Griffin v. Beddow

Decision Date07 May 1954
Citation268 S.W.2d 403
PartiesGRIFFIN v. BEDDOW et al.
CourtUnited States State Supreme Court — District of Kentucky

James F. Clay, Danville, for appellant.

Jay. W. Harlan, Danville, Joseph J. Leary, Frankfort, Joe Davis, Danville, for appellee.

MOREMEN, Justice.

The opinion upon the first appeal of this case appears in 257 S.W.2d 45. There it was held, under an allegation of facts accepted as being true upon demurrer, that the marriage of an idiot or a lunatic was so repugnant to the fundamental public policy of this state that the general rule--the validity of a marriage contract is governed by the lex loci contractus and celebrationis--was not applicable. Upon return to the circuit court the case was tried on the sole issue of whether Robert L. Beddow was a lunatic on January 30, 1950, when a marriage ceremony was performed between him and Josephine Epperson at Columbus, Mississippi, while both were residents of Kentucky.

The chancellor presided over the trial at which many witnesses were heard, and concluded that Robert L. Beddow, on the nuptial day, was capable of understanding the nature of a marriage contract with its resultant duties and responsibilities. He reached this conclusion after evaluating the evidence under these rules: 1. The law presumes that a person who has entered into a marriage contract was mentally capable of entering into such a contract. 2. The burden of showing that a party to such a contract lacks such capacity devolves upon the person attacking the validity of the marriage. We believe the attitude assumed by the chancellor was correct.

:: Material ::
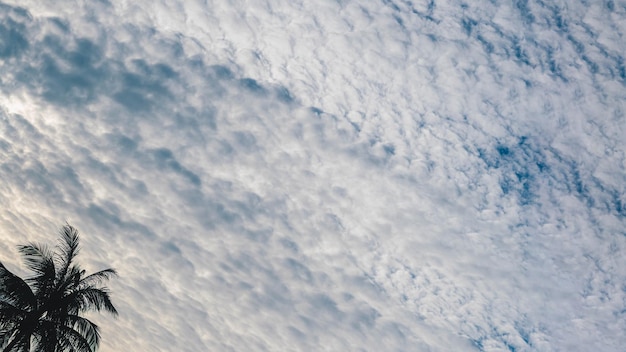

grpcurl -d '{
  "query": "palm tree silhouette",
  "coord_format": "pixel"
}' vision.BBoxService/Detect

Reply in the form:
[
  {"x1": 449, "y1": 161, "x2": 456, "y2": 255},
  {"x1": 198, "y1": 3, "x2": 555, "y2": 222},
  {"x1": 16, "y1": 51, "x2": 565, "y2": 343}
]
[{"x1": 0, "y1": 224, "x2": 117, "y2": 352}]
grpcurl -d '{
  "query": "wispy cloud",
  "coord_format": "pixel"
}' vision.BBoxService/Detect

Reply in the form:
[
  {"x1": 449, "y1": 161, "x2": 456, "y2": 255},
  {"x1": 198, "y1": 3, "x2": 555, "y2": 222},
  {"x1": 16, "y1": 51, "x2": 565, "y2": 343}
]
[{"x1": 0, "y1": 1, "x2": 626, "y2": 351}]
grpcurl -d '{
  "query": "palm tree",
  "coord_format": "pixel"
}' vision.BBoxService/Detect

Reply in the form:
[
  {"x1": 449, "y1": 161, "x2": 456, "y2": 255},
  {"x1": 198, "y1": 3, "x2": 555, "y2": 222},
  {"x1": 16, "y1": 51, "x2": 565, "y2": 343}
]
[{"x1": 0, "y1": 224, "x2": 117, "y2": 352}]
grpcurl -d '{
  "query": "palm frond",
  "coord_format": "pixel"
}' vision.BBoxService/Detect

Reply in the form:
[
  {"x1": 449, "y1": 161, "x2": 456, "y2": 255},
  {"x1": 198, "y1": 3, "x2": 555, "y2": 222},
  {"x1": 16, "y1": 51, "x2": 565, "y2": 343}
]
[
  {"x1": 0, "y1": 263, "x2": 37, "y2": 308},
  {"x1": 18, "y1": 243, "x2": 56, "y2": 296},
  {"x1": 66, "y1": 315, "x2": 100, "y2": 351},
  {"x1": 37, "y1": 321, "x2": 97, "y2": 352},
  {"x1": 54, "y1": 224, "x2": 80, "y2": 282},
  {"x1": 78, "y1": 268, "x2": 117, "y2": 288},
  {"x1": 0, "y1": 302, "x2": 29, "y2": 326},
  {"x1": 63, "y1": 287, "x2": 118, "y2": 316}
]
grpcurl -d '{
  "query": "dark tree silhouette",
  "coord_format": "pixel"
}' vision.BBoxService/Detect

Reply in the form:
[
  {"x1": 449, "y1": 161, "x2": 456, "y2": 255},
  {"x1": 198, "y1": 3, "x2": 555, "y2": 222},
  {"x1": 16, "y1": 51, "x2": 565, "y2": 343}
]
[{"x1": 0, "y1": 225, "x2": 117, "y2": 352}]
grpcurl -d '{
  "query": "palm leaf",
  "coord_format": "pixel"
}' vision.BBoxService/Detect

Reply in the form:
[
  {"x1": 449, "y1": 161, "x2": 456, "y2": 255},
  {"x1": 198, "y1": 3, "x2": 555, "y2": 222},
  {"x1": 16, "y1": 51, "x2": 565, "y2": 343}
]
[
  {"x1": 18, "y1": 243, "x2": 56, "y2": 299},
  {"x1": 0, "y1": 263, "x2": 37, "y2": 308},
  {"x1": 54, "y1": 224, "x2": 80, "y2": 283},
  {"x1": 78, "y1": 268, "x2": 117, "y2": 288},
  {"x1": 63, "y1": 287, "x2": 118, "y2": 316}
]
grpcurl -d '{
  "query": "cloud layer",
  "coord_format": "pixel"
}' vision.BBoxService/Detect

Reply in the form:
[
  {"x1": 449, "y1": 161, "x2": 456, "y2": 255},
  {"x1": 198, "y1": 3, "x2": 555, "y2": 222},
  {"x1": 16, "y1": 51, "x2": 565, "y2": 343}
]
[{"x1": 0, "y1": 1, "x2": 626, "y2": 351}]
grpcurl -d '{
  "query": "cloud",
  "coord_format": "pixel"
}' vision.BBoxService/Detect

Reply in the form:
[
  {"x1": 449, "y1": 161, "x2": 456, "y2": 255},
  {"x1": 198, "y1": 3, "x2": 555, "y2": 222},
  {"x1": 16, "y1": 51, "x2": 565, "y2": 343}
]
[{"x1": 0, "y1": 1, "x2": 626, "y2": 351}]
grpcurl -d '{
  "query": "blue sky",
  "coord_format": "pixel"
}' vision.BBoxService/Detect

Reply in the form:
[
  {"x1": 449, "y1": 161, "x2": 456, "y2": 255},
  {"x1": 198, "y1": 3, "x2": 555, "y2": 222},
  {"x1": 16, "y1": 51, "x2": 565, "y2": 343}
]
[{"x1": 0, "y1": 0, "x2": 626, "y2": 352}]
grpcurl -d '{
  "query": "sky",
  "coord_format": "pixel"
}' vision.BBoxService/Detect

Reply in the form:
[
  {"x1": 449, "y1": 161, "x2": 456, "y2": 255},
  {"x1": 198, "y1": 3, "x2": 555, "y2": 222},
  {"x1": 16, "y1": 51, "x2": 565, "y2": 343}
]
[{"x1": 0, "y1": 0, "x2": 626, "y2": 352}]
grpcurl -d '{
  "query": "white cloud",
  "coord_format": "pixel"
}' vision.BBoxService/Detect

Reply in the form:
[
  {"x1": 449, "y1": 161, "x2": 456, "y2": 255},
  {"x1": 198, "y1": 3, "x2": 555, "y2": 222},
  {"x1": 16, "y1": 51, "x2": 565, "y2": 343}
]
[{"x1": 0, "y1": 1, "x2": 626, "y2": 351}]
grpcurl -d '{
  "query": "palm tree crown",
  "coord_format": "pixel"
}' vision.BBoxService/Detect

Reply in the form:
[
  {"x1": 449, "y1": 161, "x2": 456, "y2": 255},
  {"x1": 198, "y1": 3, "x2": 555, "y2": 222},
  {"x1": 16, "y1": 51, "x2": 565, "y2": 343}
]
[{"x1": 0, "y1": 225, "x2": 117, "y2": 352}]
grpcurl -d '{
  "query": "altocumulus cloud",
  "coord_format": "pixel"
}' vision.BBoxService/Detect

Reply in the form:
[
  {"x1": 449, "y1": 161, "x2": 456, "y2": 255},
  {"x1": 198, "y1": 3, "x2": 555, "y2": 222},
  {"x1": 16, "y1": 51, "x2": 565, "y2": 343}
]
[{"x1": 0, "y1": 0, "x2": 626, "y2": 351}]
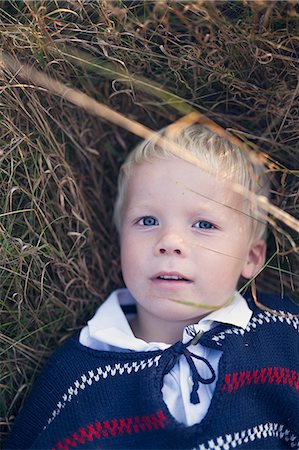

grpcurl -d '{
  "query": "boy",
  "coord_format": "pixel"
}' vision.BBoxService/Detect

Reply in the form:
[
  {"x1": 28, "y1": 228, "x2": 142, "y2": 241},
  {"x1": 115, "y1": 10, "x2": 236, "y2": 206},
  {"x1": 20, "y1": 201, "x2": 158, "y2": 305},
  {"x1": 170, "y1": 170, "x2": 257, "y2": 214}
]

:: What you should do ::
Summarize the Griffin v. Beddow opinion in two sentences. The listing has nothing to do with the court opinion.

:: Result ::
After the first appeal held that the marriage of an idiot or a lunatic was so repugnant to the state's public policy that the usual rule, under which the place of the contract governs a marriage's validity, did not apply, the circuit court tried only whether Robert L. Beddow was a lunatic on January 30, 1950. That was the day he married Josephine Epperson in Columbus, Mississippi, and after hearing many witnesses, the chancellor found that Beddow could understand the nature of a marriage contract, presuming capacity and placing the burden of proof on the party attacking the marriage, an approach the court held correct.